▶ [What to produce]:
Quote in full each line of the records that contains the string "white", matching its case exactly.

Object pointing dataset records
····················

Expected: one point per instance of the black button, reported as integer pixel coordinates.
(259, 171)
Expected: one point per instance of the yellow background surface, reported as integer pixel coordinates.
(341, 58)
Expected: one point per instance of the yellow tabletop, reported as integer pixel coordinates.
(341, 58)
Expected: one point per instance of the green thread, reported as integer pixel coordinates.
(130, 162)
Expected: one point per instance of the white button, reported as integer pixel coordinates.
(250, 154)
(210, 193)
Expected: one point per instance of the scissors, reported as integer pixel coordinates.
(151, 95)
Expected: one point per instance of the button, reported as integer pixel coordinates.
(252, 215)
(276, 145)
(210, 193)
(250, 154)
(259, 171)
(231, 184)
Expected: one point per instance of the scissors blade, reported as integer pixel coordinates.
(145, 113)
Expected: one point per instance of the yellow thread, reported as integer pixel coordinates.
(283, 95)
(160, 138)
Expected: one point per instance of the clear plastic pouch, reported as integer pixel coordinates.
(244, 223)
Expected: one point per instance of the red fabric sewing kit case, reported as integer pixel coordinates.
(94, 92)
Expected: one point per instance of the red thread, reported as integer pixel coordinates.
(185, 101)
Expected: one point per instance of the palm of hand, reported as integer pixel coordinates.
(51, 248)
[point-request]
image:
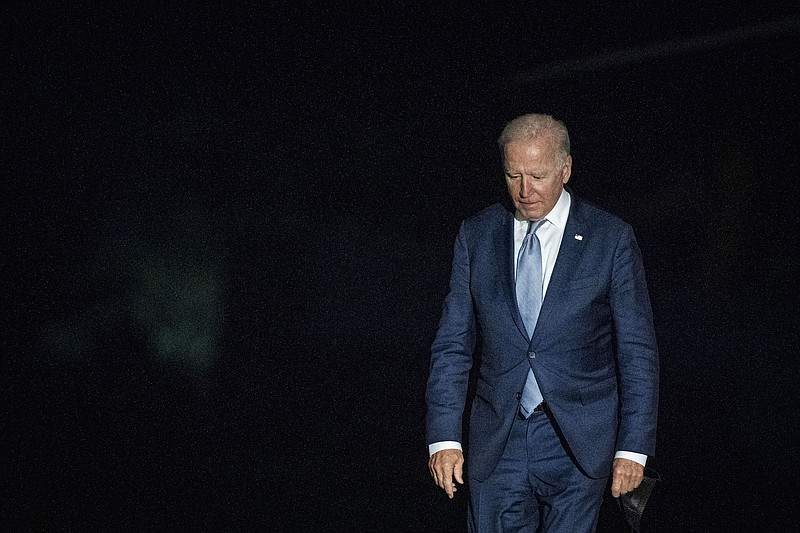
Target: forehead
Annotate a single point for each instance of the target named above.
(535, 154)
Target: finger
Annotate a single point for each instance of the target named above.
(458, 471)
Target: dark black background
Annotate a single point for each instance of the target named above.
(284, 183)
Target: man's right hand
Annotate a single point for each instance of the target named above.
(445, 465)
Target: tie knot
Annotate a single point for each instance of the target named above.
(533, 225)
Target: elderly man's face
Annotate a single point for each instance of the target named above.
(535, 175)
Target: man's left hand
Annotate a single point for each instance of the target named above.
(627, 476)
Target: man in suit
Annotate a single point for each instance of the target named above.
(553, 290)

····················

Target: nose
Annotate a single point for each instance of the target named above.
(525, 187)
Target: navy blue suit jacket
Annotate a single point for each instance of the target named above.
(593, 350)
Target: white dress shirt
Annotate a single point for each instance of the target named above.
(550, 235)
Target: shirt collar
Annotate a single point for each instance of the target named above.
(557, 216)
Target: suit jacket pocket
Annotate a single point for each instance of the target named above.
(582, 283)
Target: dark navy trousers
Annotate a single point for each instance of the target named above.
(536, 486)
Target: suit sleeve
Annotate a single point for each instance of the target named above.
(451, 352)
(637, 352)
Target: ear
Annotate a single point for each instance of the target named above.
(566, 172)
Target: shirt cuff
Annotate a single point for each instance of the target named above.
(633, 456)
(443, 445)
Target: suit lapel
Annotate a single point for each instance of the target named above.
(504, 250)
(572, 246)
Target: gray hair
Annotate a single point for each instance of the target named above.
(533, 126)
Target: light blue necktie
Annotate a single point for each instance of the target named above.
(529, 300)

····················

▶ [Solution to the exercise]:
Expected: one point per instance of the white button, reported as integer pixel coordinates.
Target: white dress shirt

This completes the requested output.